Show every line of the items below that contains the word "shopping", matching case exactly.

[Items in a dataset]
━━━━━━

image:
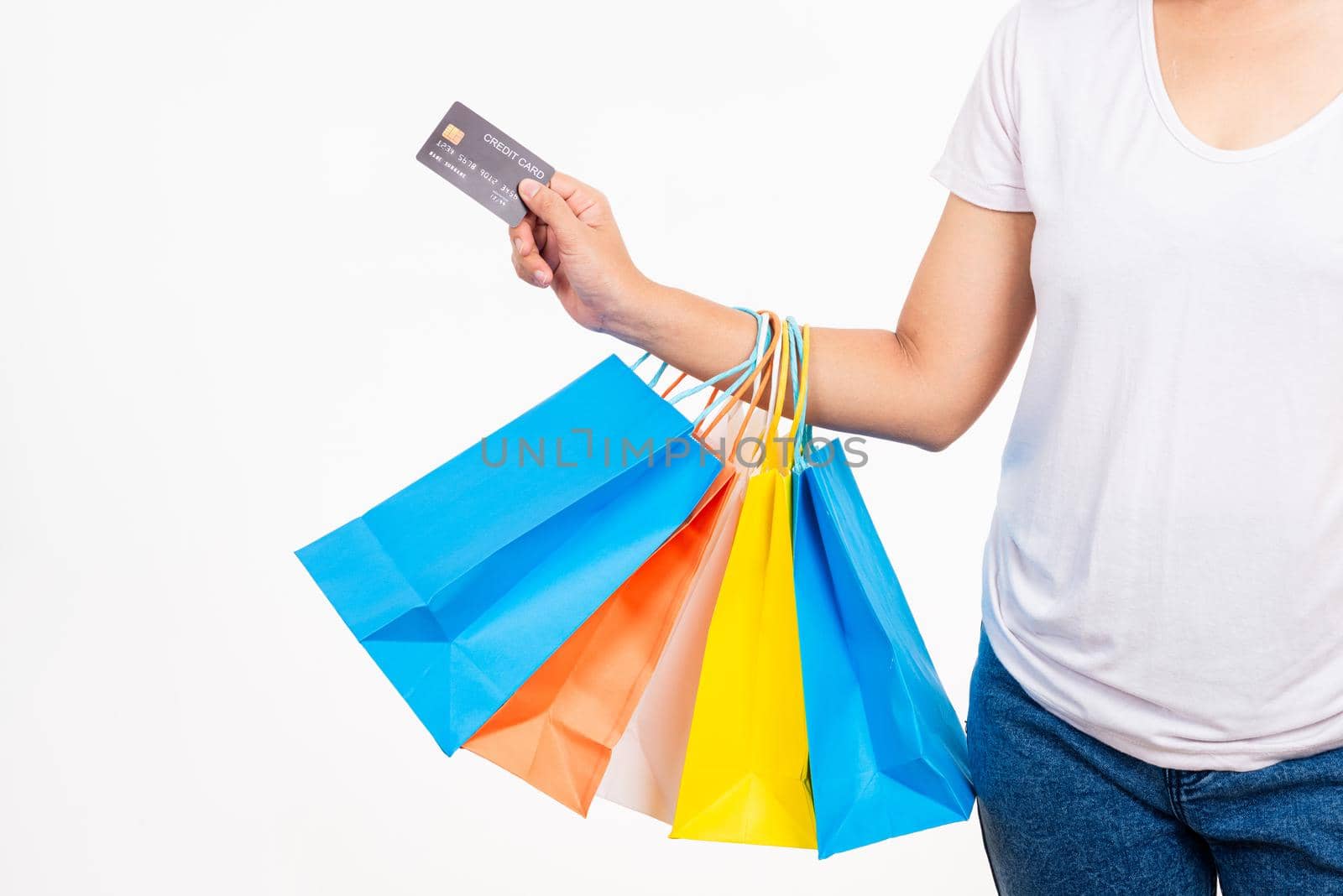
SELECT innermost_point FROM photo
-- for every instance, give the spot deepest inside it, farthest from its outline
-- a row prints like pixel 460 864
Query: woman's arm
pixel 960 331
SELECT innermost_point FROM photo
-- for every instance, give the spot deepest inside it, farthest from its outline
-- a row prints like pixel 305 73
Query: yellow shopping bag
pixel 745 766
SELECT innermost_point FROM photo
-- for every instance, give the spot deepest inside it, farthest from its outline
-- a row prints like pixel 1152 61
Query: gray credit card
pixel 483 161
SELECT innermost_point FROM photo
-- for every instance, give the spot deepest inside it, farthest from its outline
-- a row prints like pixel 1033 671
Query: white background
pixel 238 313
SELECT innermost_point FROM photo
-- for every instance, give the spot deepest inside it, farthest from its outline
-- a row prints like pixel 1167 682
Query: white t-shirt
pixel 1165 568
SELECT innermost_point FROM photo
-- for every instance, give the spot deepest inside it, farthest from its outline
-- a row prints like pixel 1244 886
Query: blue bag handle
pixel 743 371
pixel 801 349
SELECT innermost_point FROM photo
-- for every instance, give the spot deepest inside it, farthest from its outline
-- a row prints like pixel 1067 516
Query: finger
pixel 532 268
pixel 552 210
pixel 524 235
pixel 551 253
pixel 588 203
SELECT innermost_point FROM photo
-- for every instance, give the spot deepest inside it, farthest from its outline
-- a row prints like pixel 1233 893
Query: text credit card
pixel 483 161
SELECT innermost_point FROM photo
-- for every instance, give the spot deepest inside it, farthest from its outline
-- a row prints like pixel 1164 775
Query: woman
pixel 1158 701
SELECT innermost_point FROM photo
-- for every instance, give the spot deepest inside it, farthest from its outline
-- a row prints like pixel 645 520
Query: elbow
pixel 937 435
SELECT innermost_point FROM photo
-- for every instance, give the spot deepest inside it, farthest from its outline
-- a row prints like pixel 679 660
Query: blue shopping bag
pixel 463 582
pixel 888 753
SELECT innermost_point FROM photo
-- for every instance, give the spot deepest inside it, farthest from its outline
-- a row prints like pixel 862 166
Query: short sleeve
pixel 982 161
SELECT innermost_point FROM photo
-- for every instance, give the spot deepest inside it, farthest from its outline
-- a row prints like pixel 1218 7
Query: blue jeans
pixel 1063 813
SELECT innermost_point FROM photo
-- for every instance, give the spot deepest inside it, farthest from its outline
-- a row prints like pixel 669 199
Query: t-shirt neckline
pixel 1157 87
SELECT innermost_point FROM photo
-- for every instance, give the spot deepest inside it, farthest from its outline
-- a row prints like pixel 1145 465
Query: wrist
pixel 631 315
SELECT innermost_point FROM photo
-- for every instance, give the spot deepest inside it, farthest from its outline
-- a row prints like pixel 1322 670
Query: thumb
pixel 551 208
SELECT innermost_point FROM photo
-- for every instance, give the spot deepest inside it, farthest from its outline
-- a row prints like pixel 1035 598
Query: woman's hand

━━━━━━

Correct result ::
Query: yellow shopping bag
Query: blue shopping bag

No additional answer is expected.